YOUR GOAL
Reproduce the lines below word for word, leaving out the pictures.

SUPPLIED DATA
.....
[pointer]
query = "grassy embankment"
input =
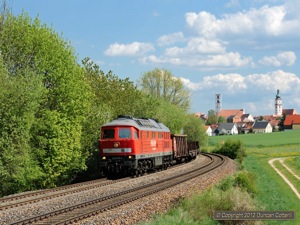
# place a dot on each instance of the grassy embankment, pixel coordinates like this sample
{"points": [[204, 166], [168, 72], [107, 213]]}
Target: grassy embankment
{"points": [[273, 193]]}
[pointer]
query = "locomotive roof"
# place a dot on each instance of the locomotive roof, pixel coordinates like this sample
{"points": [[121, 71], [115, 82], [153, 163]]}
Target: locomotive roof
.....
RESPONSE
[pointer]
query = "grassy embankment"
input =
# place a dot on each instance of the grassy embankment, pixel coordinates like this sample
{"points": [[204, 166], [168, 72], [107, 213]]}
Target: grassy embankment
{"points": [[273, 193]]}
[pointer]
query = "locomotive roof"
# place a dot on each instance of the locomotive roof, pixel coordinates like this sample
{"points": [[121, 71], [115, 82], [153, 163]]}
Target: locomotive roof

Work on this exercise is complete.